## WRITTEN PROBLEM 1
Pick out every line of the records that contains the word "belt".

Notice of the section 366.26 hearing was served on father by publication. Father
appeared, in custody, at the hearing on January 15, 2014. The court appointed him
counsel and continued the hearing to February 19, 2014.
At the February 11, 2014, settlement conference, father’s counsel informed the
court she had not yet received any discovery, except for the section 366.26 report, and
she requested copies of all the department’s reports.
4.
On February 19, 2014, father’s counsel requested a continuance of the section
366.26 hearing, observing that, although she had finally obtained all the reports the
previous week, she had not had the opportunity to speak with father until that day, at
which time she “became aware that there may be some serious issues with regard to
notice.” Counsel specifically noted that she sought a continuance for “an opportunity to
explore … and investigate … and file whatever moving papers I need to sway the Court
or opposition” regarding the issues of notice and whether father could have established a
different status than alleged father had he learned of the proceedings sooner.
In granting father’s unopposed request for a continuance, the juvenile court
summarized some of the relevant circumstances, including that it now appeared father
had been transported from the Fresno County jail to the Wasco State Prison facility
around June 25, 2013, and was presumably in custody there on July 10, 2013, when the
department made its unsuccessful efforts to locate him and notify him of the upcoming
jurisdiction/disposition hearing on the supplemental petition filed on June 28, 2013.
Father’s counsel also requested the paternal grandmother be allowed to visit with
the children and to be assessed for placement. In response to inquiry by the court,
counsel confirmed she was planning to file a statement regarding paternity (form JV-505)

## ENTRIES SHOWN
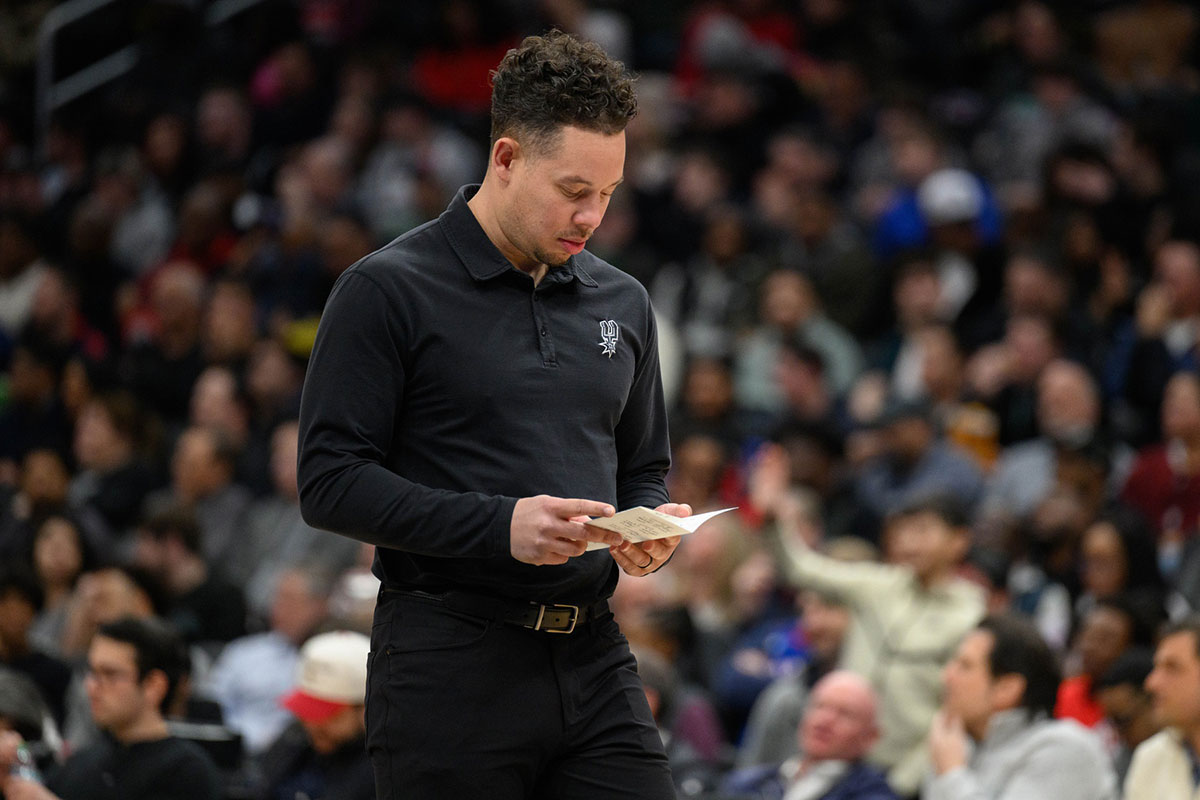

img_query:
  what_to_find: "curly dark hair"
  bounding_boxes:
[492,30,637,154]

--

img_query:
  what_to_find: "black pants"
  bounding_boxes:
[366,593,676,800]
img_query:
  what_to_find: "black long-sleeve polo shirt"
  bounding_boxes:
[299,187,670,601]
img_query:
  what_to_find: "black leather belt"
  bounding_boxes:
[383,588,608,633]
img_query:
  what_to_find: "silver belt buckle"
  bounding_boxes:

## WRITTEN PROBLEM 2
In the passage about the section 366.26 hearing, copy everything from "In granting father’s" down to "paternity (form JV-505)".

## FULL ANSWER 1
  what_to_find: "black leather belt"
  what_to_find: "silver belt buckle"

## FULL ANSWER 2
In granting father’s unopposed request for a continuance, the juvenile court
summarized some of the relevant circumstances, including that it now appeared father
had been transported from the Fresno County jail to the Wasco State Prison facility
around June 25, 2013, and was presumably in custody there on July 10, 2013, when the
department made its unsuccessful efforts to locate him and notify him of the upcoming
jurisdiction/disposition hearing on the supplemental petition filed on June 28, 2013.
Father’s counsel also requested the paternal grandmother be allowed to visit with
the children and to be assessed for placement. In response to inquiry by the court,
counsel confirmed she was planning to file a statement regarding paternity (form JV-505)